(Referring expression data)
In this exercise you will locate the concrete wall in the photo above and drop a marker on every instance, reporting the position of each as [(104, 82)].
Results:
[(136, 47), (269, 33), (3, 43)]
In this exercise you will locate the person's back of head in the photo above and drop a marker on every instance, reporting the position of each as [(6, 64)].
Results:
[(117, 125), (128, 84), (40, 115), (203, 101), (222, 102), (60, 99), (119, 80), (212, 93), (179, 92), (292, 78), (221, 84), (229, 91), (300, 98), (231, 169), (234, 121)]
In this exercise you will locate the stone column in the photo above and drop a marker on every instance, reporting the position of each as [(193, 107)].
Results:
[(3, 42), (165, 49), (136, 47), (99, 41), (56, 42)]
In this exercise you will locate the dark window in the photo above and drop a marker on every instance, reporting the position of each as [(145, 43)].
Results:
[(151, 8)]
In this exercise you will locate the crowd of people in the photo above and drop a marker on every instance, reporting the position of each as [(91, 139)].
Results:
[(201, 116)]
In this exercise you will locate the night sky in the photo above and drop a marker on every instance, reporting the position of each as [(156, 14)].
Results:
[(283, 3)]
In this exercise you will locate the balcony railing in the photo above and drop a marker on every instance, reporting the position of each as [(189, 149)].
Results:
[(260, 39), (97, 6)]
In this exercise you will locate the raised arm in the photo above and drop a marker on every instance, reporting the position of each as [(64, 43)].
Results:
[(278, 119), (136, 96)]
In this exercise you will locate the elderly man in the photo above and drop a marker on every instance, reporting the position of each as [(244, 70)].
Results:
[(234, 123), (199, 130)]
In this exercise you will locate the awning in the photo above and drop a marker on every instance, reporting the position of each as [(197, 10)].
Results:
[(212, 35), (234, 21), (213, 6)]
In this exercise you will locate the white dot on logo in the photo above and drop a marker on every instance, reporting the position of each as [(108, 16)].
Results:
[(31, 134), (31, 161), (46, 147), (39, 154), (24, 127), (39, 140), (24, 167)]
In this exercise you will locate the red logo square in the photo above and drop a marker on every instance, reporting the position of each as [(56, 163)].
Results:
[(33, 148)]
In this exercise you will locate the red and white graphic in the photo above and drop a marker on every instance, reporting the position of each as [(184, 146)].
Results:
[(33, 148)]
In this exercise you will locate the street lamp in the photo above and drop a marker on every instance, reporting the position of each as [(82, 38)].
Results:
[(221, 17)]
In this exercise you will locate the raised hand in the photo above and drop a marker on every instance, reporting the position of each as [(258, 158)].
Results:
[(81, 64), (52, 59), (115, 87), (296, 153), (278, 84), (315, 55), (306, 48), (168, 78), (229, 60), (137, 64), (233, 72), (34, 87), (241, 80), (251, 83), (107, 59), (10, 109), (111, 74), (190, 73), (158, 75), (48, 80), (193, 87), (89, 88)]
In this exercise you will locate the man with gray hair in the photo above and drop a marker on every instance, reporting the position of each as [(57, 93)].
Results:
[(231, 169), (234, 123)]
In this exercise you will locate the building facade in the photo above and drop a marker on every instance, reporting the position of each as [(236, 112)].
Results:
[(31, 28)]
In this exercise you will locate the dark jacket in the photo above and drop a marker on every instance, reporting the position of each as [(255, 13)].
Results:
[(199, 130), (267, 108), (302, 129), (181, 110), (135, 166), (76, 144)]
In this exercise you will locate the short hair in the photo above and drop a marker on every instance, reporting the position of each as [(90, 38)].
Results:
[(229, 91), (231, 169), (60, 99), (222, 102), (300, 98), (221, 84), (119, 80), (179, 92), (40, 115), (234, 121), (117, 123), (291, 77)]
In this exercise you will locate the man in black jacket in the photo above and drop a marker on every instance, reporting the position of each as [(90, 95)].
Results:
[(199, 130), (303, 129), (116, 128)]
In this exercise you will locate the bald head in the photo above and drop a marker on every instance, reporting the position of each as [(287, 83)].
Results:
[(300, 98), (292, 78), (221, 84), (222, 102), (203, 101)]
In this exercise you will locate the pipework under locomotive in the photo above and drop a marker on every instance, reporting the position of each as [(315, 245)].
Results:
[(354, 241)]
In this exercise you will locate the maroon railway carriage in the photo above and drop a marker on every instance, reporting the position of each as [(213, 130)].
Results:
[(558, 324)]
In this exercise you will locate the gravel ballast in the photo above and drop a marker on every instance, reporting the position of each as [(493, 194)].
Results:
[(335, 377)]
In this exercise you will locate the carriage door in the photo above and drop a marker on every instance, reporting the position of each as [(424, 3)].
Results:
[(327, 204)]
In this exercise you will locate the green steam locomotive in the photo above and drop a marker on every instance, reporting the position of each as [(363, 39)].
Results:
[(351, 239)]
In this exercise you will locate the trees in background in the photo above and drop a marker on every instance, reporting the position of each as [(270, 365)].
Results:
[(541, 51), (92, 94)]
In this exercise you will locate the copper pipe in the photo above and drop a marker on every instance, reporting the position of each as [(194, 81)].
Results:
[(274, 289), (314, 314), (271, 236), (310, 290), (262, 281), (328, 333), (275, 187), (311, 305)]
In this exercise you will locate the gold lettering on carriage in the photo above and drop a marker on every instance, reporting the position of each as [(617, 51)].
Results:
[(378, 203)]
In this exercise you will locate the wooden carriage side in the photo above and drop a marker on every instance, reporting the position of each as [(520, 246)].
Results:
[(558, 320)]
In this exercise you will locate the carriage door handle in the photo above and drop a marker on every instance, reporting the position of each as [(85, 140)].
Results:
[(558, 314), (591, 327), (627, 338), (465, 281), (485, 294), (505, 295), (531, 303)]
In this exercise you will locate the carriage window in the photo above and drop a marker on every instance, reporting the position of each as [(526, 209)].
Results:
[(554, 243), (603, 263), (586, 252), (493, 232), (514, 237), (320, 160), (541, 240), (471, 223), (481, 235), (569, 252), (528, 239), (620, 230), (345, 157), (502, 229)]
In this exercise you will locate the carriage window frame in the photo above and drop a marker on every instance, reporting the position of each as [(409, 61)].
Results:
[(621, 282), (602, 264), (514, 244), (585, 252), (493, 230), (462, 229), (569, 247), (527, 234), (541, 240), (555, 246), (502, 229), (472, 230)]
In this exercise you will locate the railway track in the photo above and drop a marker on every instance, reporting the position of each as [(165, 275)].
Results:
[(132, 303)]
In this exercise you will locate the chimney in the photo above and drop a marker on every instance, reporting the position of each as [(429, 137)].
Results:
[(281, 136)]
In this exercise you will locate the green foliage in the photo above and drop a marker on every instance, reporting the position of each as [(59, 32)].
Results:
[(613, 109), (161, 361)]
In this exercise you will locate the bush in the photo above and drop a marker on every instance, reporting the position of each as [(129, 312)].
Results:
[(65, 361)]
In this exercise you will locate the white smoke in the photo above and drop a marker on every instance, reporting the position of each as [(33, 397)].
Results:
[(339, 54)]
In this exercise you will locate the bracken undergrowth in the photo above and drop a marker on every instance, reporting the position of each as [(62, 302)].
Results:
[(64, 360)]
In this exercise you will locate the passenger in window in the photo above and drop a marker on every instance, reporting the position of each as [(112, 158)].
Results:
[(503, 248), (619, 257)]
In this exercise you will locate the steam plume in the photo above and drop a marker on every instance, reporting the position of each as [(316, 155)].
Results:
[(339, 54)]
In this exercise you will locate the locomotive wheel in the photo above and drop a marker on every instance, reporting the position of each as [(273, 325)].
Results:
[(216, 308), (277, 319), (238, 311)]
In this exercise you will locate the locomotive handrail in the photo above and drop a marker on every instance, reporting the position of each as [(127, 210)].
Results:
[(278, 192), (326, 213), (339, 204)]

--

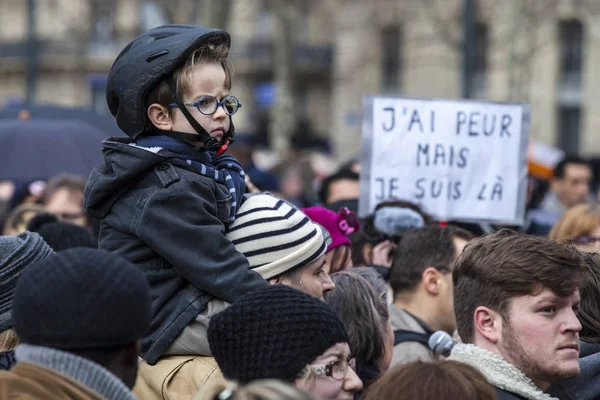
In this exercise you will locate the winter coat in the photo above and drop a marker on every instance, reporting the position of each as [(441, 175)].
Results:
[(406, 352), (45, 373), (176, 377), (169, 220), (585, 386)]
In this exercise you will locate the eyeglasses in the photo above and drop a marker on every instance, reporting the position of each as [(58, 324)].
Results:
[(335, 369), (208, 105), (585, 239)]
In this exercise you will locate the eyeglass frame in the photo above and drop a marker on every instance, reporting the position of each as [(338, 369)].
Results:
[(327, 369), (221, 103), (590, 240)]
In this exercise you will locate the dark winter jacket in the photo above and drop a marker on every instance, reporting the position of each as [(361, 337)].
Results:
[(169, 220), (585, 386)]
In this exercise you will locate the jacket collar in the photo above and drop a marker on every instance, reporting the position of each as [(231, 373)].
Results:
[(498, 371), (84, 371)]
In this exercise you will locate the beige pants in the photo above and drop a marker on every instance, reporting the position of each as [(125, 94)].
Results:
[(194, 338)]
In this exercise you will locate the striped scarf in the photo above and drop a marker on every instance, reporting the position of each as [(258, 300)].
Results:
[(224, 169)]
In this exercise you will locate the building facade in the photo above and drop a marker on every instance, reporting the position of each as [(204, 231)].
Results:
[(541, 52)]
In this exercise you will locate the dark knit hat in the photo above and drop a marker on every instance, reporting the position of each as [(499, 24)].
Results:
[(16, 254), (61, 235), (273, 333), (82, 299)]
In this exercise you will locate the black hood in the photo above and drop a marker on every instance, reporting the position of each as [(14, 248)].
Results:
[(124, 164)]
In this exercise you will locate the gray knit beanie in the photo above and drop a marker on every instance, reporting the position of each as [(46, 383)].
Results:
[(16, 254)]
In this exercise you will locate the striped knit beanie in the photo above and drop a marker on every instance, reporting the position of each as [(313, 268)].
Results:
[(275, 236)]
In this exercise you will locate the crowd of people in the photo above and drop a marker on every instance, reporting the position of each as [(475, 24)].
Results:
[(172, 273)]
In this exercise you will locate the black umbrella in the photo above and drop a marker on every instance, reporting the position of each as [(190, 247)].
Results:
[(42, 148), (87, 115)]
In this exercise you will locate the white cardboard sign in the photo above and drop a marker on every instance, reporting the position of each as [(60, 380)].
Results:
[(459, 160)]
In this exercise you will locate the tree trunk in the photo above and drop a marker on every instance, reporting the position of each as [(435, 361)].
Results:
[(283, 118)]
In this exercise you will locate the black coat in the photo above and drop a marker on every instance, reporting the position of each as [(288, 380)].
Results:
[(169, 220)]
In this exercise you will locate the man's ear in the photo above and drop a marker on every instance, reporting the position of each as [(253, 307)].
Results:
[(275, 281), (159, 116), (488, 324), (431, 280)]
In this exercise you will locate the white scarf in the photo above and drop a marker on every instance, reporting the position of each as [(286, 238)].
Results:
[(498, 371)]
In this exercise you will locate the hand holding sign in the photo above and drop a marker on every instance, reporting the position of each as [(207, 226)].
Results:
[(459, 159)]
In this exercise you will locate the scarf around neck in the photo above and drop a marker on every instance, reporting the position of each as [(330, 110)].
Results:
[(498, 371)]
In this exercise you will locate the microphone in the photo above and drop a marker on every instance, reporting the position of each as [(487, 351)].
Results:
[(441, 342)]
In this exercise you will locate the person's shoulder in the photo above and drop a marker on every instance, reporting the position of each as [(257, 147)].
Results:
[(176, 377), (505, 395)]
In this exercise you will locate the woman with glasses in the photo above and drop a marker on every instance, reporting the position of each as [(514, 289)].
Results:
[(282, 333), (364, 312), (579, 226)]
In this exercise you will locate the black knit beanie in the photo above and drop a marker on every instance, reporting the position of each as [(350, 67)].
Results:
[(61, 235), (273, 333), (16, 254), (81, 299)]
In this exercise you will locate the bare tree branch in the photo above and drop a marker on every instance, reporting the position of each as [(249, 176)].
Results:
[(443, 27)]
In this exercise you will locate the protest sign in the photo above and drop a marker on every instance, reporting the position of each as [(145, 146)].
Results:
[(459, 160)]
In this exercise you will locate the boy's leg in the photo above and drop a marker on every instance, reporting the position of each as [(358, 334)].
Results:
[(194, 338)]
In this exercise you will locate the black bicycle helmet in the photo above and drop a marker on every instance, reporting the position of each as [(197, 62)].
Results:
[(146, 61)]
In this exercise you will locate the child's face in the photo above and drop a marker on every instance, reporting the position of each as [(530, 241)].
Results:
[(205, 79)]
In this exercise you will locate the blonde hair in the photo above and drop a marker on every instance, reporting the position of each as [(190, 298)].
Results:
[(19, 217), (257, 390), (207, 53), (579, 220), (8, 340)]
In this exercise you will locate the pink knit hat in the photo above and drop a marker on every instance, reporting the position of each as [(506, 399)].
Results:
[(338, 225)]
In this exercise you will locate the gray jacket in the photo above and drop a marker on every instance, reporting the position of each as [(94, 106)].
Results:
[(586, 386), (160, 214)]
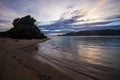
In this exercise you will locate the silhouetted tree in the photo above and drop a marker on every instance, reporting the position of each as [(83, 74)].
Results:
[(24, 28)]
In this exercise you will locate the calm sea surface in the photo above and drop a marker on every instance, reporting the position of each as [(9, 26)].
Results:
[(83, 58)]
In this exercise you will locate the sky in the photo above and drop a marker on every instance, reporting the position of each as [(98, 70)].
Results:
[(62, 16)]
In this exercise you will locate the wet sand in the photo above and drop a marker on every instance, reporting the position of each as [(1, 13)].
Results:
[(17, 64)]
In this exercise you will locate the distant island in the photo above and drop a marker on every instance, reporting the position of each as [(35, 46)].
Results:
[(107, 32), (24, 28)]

▸ **Action item**
Only the lines with "raised" are needed; find them in the records and copy each one.

▸ **Task result**
In this exercise you will locate the raised arm in the photo above and drop a marker on every instance, reporting the position of each as [(64, 43)].
In this exercise you will locate the raised hand in the photo above and drop a marker on every instance, reporting the position of each as [(258, 158)].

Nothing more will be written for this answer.